=== Begin Enclosure ===

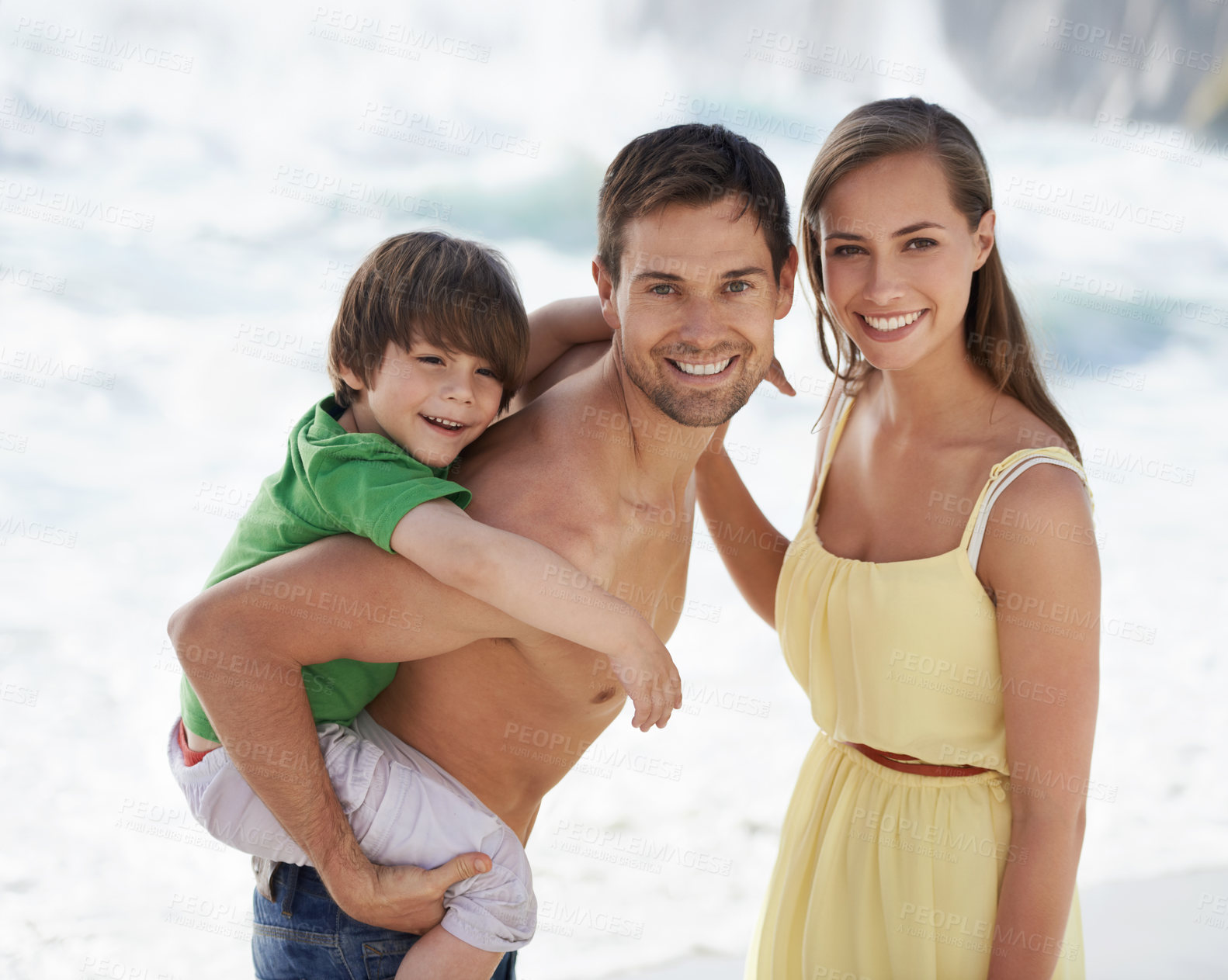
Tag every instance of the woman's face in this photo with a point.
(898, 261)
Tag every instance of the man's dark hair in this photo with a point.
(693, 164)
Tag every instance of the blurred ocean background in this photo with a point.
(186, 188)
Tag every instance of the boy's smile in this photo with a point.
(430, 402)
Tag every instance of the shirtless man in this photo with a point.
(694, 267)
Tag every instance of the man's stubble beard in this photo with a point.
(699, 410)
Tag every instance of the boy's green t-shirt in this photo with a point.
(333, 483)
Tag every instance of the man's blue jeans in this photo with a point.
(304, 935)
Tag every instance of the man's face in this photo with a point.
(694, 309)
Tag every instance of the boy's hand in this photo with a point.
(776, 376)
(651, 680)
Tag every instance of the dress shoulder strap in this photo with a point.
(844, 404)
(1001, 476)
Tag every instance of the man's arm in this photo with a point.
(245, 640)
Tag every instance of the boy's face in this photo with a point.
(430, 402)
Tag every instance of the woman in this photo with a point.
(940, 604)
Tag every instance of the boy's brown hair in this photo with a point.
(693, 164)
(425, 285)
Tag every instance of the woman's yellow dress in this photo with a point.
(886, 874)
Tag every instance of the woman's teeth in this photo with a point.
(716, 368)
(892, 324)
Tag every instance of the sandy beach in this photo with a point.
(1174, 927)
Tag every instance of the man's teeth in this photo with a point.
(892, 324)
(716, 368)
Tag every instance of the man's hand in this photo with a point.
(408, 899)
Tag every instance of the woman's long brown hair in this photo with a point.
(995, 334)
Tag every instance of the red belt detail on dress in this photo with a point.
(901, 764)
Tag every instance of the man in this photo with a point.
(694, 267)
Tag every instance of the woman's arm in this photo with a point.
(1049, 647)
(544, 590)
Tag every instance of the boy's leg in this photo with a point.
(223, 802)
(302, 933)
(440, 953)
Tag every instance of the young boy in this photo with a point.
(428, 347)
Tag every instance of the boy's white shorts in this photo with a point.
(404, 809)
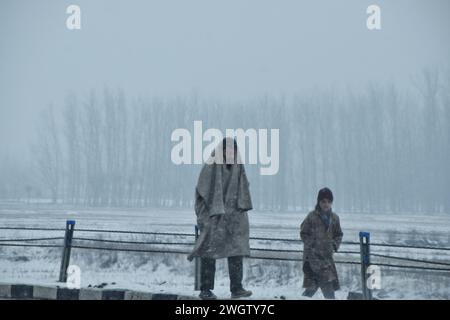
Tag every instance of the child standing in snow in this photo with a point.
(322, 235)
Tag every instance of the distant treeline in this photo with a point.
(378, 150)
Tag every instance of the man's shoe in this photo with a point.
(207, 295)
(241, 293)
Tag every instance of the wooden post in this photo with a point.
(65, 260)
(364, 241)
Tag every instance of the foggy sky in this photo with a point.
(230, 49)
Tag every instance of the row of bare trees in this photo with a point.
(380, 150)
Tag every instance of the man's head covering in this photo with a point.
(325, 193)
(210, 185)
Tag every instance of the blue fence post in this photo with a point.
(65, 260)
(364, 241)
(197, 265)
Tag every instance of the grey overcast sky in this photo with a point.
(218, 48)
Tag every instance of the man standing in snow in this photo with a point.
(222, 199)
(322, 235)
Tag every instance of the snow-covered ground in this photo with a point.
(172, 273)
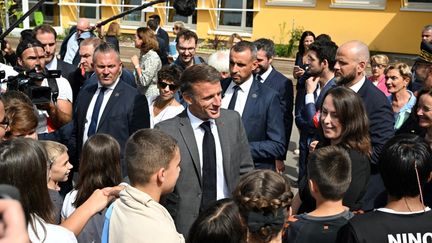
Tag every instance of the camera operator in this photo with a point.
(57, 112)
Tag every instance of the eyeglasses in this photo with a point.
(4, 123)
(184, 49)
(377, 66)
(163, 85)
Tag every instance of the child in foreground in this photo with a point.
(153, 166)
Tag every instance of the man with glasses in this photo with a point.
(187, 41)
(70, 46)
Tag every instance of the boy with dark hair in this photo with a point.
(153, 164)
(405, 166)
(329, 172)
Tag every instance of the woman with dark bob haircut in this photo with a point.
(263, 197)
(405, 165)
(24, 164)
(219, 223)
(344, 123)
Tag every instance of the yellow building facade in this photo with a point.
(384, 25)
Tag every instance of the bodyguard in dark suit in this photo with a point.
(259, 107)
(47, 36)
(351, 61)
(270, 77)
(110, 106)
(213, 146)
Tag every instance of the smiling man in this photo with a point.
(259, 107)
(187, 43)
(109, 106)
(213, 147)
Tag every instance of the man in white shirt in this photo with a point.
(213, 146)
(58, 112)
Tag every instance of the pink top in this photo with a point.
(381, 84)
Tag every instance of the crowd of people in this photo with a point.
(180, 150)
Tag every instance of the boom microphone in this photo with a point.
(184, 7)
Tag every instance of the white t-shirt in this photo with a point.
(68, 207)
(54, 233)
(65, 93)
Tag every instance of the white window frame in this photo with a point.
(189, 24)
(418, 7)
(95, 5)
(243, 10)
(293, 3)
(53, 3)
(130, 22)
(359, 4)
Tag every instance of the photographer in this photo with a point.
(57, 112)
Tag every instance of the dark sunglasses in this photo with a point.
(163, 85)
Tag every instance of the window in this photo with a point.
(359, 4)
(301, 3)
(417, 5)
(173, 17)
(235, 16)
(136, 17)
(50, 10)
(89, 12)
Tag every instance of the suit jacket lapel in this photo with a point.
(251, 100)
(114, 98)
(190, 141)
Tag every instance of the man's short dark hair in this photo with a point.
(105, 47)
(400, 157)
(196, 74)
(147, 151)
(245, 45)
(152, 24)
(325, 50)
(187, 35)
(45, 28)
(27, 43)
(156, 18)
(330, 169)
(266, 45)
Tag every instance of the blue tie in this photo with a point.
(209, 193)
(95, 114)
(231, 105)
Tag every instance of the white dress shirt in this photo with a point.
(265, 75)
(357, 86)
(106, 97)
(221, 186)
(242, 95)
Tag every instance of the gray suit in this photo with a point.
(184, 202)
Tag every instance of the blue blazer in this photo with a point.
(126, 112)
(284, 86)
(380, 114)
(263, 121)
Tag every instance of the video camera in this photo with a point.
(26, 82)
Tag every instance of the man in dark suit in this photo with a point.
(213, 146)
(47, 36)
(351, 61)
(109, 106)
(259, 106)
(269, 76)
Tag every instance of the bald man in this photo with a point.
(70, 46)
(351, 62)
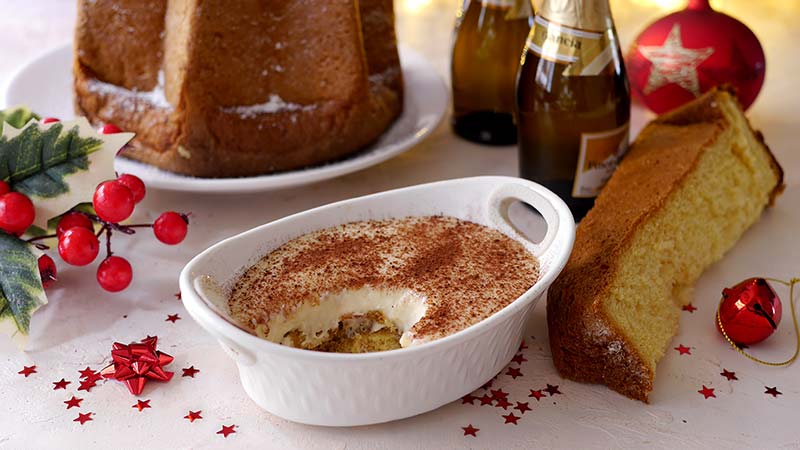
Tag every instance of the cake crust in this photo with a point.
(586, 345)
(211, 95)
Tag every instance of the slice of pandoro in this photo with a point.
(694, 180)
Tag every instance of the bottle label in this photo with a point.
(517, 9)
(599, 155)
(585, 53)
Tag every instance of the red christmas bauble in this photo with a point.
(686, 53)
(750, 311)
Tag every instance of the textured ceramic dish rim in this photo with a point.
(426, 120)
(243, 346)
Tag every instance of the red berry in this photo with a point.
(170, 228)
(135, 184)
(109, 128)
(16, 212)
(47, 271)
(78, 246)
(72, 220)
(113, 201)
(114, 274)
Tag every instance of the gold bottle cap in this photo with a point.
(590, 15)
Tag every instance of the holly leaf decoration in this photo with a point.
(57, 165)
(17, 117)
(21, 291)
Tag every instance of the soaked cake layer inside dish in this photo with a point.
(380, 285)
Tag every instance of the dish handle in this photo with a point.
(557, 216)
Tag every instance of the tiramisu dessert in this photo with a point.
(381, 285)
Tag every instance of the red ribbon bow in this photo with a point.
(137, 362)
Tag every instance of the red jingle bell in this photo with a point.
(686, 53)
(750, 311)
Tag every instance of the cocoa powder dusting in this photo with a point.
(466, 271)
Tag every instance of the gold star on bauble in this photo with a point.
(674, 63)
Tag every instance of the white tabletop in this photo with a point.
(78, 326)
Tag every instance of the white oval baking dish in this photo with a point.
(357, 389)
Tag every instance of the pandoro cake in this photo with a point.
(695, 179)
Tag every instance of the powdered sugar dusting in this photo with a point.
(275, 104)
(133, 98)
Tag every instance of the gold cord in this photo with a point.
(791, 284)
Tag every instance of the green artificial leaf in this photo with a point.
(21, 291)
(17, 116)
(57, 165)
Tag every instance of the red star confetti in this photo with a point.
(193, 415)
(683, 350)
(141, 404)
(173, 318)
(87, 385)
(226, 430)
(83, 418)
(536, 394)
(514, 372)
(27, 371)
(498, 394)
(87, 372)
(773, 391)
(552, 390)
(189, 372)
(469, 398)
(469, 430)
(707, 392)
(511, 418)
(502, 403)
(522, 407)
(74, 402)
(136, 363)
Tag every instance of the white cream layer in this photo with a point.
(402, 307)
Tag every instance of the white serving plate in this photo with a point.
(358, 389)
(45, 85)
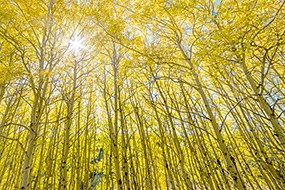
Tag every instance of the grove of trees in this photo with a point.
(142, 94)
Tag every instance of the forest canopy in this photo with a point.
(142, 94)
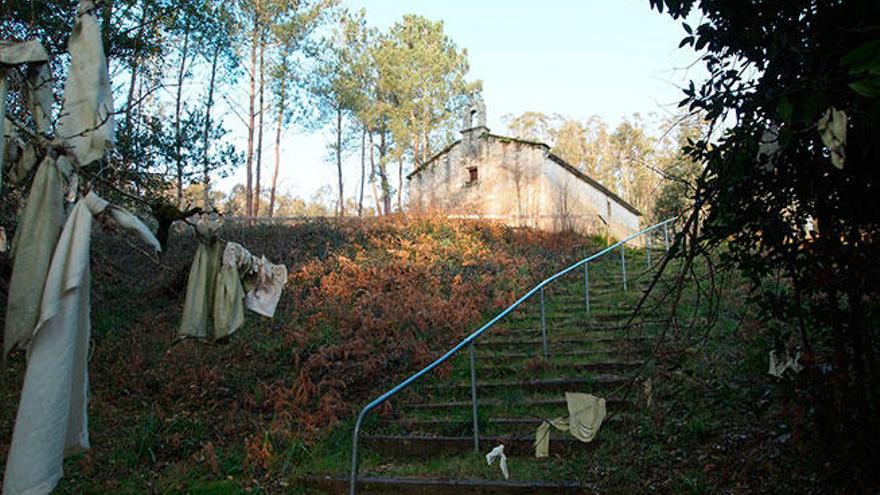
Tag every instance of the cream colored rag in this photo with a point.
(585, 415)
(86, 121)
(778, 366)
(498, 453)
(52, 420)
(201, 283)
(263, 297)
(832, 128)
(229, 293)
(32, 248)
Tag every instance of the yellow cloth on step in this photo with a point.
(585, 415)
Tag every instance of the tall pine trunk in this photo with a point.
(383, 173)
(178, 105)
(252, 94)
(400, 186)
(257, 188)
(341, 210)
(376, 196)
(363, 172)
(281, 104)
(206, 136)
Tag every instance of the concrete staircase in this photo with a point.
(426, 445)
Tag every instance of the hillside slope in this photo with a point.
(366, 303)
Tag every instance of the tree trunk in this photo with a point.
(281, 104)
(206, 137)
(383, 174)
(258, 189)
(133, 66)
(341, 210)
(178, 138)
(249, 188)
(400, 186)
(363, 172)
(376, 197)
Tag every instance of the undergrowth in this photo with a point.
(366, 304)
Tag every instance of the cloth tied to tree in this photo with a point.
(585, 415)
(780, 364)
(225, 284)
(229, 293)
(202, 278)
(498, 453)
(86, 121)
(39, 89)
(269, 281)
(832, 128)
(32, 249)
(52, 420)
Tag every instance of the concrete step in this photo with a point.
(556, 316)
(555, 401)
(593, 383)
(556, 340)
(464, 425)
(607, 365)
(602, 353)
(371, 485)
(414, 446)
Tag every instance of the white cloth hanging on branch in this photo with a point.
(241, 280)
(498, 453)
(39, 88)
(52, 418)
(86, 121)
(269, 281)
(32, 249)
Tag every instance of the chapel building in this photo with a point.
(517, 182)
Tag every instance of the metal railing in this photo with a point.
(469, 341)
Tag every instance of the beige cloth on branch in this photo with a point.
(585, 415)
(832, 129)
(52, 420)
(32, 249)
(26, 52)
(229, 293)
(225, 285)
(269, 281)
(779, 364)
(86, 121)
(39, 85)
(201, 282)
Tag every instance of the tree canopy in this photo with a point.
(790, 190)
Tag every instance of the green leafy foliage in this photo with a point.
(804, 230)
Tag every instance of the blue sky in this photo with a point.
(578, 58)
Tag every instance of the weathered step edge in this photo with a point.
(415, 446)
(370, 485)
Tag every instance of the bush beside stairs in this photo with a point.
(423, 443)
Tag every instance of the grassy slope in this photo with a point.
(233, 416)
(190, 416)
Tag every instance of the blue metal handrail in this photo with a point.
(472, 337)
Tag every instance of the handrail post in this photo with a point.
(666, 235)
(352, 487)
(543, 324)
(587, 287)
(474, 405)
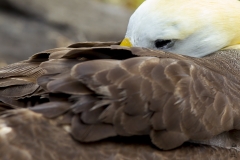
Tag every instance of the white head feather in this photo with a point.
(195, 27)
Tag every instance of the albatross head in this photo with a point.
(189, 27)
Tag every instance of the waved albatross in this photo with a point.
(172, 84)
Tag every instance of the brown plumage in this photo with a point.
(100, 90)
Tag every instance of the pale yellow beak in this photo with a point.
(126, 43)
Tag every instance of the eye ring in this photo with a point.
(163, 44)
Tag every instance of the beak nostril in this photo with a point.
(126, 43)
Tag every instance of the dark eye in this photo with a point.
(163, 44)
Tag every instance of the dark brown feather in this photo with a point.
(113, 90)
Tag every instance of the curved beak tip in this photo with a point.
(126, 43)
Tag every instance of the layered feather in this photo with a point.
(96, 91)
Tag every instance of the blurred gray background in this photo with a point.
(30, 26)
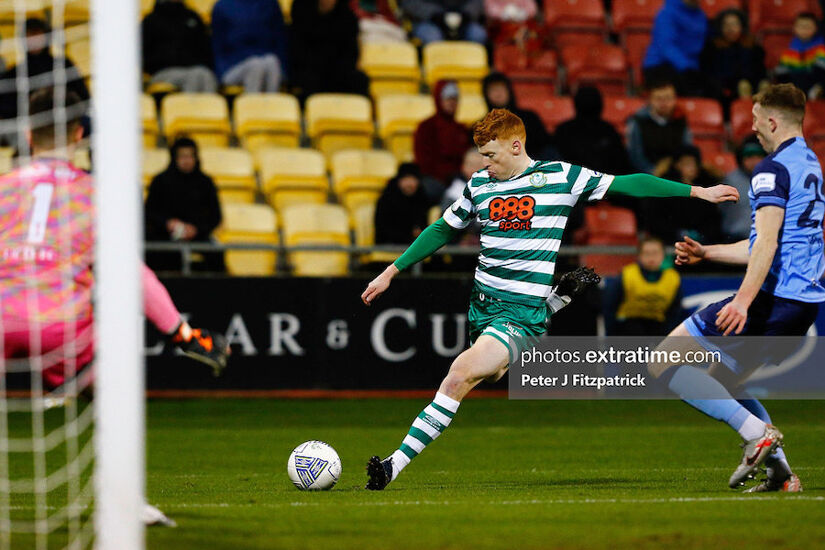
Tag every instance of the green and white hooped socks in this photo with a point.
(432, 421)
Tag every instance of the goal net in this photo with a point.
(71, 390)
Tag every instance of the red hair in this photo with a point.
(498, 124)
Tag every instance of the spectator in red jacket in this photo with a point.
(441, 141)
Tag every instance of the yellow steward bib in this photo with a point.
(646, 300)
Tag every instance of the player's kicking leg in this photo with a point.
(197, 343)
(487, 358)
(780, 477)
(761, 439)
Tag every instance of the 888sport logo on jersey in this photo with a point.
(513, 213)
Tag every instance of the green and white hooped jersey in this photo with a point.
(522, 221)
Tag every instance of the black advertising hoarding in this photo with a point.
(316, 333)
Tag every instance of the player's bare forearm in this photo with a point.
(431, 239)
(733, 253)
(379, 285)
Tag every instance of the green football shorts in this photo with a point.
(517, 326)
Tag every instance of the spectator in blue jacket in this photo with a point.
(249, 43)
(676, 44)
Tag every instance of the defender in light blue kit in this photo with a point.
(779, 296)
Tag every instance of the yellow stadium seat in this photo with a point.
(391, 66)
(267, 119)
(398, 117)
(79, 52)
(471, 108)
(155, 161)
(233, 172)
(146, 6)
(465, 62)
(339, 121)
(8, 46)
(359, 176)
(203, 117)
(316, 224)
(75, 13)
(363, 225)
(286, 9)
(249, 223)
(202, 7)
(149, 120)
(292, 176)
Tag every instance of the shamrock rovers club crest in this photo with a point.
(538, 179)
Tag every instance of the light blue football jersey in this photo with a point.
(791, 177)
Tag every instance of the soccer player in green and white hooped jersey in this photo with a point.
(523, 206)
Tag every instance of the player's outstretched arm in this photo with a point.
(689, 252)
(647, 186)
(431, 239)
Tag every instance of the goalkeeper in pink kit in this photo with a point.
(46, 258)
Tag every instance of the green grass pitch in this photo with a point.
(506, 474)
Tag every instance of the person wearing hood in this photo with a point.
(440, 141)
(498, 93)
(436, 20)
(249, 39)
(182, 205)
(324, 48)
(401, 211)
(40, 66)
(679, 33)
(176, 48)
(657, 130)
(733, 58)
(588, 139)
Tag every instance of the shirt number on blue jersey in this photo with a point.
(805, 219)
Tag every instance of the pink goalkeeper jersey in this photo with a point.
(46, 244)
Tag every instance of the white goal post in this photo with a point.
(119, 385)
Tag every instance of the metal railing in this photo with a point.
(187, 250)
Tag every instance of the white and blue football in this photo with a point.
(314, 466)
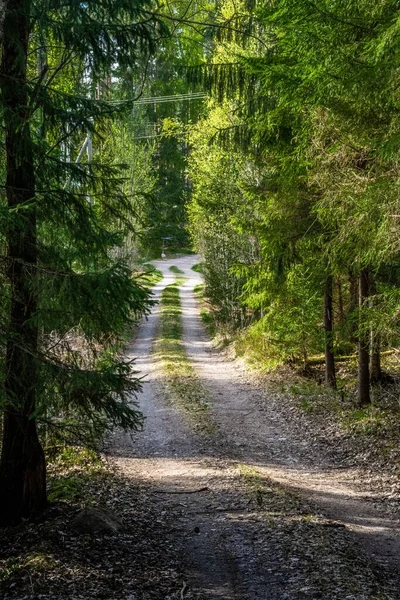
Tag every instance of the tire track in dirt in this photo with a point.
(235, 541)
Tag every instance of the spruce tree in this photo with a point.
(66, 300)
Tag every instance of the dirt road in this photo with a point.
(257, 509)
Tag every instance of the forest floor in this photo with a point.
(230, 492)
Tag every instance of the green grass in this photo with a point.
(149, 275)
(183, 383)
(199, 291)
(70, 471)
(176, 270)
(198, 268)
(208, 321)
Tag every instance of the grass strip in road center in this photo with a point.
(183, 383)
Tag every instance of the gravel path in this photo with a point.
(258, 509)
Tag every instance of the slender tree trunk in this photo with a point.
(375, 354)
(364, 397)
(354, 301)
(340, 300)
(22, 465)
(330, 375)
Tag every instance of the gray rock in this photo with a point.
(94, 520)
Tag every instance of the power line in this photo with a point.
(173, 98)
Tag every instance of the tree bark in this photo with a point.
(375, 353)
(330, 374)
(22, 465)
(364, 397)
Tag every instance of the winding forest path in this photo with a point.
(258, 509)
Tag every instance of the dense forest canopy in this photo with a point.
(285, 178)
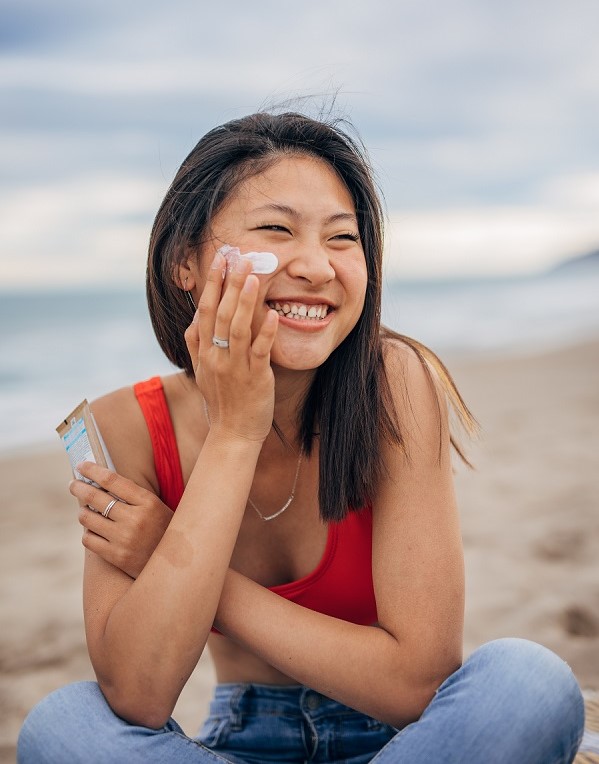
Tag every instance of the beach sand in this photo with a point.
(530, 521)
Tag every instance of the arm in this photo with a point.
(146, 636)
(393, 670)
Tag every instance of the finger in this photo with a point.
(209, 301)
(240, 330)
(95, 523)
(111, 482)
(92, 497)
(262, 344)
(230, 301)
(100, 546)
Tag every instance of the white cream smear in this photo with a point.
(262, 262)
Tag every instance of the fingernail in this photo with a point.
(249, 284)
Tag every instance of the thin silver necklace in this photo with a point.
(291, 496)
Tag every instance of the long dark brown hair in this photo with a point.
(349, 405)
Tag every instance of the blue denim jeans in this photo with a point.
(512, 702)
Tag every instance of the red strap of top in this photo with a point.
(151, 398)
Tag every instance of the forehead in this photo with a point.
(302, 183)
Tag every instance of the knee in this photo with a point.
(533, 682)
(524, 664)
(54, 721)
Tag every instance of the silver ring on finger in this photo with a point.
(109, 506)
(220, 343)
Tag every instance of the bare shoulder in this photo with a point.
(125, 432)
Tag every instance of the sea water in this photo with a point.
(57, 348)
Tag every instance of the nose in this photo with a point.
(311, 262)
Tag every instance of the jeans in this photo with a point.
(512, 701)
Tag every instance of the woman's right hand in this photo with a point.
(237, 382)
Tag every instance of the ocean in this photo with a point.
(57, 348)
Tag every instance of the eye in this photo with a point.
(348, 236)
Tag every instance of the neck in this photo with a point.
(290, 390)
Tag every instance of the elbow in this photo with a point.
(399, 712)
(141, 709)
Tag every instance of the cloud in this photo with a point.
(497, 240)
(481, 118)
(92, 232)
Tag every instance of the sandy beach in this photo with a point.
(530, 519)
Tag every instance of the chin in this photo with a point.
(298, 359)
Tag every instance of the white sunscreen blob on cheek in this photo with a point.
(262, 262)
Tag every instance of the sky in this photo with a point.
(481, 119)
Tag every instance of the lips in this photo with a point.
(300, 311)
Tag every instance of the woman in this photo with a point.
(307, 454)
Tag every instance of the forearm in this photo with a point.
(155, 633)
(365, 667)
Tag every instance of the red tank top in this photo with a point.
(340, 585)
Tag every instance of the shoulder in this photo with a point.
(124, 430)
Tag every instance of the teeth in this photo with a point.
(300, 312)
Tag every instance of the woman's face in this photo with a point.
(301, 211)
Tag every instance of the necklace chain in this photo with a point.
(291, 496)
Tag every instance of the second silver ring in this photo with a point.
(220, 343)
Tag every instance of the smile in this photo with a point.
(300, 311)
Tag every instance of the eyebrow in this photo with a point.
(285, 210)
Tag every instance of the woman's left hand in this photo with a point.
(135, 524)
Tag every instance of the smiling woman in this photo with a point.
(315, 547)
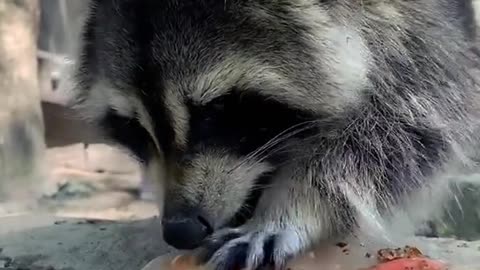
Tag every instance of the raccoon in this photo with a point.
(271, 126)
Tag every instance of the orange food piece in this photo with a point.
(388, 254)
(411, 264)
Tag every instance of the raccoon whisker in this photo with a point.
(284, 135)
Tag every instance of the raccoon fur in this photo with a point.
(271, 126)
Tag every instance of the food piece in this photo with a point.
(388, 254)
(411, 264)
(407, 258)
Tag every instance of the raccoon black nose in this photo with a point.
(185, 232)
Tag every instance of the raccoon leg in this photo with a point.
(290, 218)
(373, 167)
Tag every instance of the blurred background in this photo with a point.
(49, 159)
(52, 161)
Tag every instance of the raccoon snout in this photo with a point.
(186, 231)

=== End Enclosure ===

Problem requirements :: Reproduce the line that contains "Tag every instance of the raccoon whisker" and each line after it through the last line of the entries above, exactly; leave out all earlier lines.

Solution ::
Tag every instance of the raccoon whisker in this photo with a point.
(284, 135)
Tag every instance of the raccoon fur in this photo with a point.
(271, 126)
Tag every instance of the food piece in this photo with a point.
(388, 254)
(411, 264)
(407, 258)
Tag every instance of the raccoon black nose in this photo with a point.
(185, 232)
Tag every instance of the raccoon leg in this photo with a point.
(290, 218)
(373, 167)
Tag every instance of the blurred background in this photo with a point.
(49, 159)
(52, 161)
Tag every instance of the raccoon snout in this photo with a point.
(186, 231)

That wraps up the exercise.